>> Start Material shown
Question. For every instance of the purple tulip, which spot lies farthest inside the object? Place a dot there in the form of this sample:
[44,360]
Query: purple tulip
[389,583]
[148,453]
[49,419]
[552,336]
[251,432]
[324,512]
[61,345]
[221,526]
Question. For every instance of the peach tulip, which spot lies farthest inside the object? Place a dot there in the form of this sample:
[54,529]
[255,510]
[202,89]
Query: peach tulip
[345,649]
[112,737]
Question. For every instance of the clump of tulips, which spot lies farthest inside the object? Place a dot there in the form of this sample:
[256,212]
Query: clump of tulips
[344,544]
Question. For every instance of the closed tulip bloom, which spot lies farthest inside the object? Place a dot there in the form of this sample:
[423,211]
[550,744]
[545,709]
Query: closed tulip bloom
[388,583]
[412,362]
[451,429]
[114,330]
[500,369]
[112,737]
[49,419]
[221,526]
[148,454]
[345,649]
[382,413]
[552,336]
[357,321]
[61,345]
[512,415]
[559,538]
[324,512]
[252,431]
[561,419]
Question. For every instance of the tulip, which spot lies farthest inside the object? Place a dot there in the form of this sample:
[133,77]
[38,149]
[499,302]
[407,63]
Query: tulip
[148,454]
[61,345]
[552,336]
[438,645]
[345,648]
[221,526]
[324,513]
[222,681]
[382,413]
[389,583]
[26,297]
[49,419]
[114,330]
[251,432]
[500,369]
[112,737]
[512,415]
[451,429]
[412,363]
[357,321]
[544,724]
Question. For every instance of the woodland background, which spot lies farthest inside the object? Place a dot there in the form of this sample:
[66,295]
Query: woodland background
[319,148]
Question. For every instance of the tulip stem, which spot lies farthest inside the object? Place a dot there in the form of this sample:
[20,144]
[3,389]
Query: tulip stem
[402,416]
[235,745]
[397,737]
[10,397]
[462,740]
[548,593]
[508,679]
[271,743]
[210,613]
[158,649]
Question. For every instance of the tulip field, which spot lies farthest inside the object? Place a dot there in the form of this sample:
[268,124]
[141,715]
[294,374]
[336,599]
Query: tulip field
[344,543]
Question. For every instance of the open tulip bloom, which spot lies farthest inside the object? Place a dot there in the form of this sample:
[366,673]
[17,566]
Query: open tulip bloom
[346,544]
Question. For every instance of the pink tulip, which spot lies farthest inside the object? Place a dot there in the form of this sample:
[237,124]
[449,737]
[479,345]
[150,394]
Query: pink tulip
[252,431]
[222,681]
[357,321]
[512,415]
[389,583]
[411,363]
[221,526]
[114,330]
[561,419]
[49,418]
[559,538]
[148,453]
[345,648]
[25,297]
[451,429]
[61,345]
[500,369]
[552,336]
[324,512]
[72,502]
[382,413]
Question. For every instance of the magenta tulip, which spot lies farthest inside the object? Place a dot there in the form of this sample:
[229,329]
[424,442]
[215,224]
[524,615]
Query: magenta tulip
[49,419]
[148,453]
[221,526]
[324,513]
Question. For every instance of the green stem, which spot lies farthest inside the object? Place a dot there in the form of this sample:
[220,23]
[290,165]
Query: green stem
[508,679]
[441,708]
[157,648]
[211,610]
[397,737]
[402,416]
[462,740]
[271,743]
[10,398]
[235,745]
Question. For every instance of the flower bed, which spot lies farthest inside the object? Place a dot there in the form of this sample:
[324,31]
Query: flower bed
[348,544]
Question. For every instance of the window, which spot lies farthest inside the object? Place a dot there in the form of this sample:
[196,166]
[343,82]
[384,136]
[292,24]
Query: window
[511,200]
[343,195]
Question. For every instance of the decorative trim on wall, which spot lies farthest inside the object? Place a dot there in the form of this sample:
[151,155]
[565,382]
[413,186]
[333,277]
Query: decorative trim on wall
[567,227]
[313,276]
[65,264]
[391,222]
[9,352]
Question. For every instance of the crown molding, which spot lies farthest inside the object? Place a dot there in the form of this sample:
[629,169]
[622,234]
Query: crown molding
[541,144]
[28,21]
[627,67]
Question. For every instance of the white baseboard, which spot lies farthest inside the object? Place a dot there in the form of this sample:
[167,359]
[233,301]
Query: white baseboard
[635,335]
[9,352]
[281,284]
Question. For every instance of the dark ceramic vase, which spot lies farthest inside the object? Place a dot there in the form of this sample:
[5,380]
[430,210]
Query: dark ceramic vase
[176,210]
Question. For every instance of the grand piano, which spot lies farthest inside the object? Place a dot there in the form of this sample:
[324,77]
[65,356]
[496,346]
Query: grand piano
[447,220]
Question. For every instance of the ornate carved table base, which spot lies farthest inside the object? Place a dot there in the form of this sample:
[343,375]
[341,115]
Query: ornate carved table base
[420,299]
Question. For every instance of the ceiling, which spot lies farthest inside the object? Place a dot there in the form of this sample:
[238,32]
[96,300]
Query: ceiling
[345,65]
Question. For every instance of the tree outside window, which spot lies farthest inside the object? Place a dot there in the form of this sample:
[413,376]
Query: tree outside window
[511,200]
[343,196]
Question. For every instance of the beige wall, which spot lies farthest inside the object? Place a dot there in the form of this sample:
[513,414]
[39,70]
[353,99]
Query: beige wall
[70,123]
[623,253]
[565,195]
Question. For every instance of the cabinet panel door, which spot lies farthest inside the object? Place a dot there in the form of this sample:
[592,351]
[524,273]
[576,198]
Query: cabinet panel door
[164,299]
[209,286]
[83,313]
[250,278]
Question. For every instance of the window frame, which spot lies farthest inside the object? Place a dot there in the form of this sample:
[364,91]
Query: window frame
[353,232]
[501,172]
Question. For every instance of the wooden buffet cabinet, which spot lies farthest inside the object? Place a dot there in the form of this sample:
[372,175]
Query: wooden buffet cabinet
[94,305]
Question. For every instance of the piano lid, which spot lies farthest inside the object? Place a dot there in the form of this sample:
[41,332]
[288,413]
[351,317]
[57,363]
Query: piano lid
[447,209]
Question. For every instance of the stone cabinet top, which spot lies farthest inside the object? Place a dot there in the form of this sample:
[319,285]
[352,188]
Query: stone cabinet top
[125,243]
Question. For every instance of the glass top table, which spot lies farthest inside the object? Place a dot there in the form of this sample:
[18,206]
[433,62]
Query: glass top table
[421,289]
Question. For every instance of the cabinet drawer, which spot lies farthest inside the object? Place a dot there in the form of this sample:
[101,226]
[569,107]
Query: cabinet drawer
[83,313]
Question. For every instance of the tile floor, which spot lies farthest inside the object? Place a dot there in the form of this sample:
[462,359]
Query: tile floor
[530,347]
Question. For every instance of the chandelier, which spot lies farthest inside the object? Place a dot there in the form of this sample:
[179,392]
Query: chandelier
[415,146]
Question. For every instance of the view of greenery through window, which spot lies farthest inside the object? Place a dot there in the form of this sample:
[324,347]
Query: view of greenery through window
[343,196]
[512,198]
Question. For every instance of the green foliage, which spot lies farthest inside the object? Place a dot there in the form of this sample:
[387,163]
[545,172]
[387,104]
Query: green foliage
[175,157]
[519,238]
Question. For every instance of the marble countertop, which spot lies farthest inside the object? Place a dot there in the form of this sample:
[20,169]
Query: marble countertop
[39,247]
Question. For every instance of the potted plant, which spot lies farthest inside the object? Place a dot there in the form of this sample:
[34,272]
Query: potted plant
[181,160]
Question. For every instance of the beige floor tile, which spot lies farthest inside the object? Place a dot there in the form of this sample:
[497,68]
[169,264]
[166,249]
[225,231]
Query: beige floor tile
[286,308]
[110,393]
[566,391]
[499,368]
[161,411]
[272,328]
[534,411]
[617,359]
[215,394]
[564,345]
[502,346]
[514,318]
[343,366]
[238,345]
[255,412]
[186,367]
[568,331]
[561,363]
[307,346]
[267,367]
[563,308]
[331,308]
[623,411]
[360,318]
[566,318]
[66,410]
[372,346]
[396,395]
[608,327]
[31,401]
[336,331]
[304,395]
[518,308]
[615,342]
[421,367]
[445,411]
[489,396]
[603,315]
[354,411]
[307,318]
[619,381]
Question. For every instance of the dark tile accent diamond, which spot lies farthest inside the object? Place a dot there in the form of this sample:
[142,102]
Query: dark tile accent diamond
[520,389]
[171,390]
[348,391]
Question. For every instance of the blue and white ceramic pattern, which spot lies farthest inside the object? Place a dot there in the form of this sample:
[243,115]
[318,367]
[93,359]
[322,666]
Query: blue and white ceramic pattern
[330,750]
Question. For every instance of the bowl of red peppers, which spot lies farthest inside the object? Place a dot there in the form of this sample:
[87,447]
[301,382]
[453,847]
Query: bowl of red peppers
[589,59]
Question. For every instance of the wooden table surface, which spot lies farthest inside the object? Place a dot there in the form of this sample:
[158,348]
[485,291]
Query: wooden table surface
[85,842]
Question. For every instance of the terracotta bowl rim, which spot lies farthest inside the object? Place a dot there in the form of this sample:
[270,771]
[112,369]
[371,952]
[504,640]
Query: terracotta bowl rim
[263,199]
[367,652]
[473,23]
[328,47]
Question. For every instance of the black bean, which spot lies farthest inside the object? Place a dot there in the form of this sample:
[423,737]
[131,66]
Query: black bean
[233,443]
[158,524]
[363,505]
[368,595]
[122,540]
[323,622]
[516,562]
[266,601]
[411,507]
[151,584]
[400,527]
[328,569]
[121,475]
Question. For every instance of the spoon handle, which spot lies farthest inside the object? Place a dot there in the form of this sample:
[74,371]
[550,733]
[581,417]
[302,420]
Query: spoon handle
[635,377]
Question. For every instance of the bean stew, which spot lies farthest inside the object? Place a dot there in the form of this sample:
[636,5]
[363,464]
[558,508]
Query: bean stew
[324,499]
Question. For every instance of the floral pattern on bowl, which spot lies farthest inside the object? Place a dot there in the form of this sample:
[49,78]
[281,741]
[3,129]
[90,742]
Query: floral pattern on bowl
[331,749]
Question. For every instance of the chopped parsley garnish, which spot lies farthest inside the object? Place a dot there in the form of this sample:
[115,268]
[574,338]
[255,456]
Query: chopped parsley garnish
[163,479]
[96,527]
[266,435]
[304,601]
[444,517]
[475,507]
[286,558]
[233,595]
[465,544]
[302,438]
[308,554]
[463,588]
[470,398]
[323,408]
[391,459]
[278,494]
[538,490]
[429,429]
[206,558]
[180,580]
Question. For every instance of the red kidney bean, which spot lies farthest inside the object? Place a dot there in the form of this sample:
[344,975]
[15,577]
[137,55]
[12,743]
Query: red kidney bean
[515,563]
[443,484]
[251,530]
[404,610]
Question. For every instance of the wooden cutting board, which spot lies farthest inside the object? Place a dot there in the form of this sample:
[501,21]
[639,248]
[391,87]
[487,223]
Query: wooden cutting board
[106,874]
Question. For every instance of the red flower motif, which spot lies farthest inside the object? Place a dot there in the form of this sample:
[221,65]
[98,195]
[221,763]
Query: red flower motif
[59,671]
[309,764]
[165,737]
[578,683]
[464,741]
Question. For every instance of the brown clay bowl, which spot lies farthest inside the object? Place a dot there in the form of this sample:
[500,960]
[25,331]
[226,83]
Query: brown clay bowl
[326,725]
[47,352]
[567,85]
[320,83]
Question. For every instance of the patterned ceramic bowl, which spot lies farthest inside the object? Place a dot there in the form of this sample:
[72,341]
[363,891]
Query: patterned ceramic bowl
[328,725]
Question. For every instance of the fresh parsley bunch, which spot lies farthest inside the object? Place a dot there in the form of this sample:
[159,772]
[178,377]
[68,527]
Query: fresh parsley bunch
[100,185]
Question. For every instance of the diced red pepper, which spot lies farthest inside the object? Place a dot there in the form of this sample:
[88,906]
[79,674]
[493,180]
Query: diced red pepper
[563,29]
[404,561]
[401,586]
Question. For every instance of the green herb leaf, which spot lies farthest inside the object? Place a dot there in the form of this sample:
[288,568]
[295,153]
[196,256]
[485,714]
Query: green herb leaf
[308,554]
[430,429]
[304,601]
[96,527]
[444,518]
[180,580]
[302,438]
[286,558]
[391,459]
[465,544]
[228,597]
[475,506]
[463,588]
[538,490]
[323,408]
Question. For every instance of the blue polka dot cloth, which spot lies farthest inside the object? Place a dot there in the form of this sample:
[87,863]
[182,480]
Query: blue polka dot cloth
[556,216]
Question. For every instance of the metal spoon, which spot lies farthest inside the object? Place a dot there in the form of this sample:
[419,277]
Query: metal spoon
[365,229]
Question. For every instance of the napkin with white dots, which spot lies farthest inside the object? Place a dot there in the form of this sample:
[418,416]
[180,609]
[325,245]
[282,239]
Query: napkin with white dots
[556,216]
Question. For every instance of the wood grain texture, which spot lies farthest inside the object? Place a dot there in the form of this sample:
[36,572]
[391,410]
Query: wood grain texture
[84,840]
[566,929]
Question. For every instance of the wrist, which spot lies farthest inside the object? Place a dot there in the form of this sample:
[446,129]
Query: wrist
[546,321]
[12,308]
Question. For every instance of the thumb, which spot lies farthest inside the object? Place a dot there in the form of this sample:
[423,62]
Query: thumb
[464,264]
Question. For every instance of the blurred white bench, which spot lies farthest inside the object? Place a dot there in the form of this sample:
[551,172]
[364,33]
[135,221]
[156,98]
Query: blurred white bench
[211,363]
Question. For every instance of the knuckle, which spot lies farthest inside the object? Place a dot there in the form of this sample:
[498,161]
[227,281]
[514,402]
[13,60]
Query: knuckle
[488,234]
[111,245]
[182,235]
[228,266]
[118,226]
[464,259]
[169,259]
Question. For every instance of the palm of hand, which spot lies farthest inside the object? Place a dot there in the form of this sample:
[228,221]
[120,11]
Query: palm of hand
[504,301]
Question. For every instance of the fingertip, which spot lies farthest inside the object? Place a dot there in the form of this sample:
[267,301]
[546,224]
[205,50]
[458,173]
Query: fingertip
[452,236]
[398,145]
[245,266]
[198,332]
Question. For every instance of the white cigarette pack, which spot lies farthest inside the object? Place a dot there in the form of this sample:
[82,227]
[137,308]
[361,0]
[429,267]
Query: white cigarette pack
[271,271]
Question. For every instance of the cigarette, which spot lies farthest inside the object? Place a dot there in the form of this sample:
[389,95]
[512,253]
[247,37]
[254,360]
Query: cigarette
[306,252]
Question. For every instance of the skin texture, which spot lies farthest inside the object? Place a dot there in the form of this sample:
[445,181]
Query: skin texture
>> End Material shown
**What to produce**
Only the lines from the one containing "Question. For every instance of the blurred" to the end of the records should be repeated, exactly as they appear.

**Worked answer**
Question. For every instance of the blurred white bench, which spot lies farthest inside the object? Place a dot there in the form of this sample:
[551,172]
[364,33]
[135,221]
[156,98]
Query: blurred white bench
[211,363]
Question. For every instance of the knuckle, which spot lies farthest inside the object? Place a dot there in the form of this sample:
[498,161]
[227,281]
[514,402]
[13,60]
Query: knuckle
[488,234]
[111,245]
[182,235]
[228,266]
[118,226]
[464,259]
[169,259]
Question. For every instance of the palm of hand, which spot lies farthest inside the object? Place a dot there in the form of this sample:
[228,221]
[120,11]
Query: palm of hand
[504,301]
Question. For every instance of the fingertip, which spot lies farthest inside the object? Place a dot there in the form of this sample:
[267,301]
[546,224]
[205,50]
[458,173]
Query: fingertip
[452,236]
[398,145]
[245,266]
[198,332]
Question. For every instance of the white cigarette pack, which spot lies farthest inside the object? Place a dot there in the form of this sample:
[82,227]
[137,308]
[361,0]
[429,267]
Query: white cigarette pack
[271,271]
Question. For every instance of the cigarette, which spot lies farthest inside the object? Place a dot there in the form of this sample:
[389,95]
[512,253]
[247,37]
[254,360]
Query: cigarette
[306,252]
Question. For every instance of the skin texture, which spot lies farthest inside the object? Place a dot there in the form of this sample:
[445,181]
Query: skin texture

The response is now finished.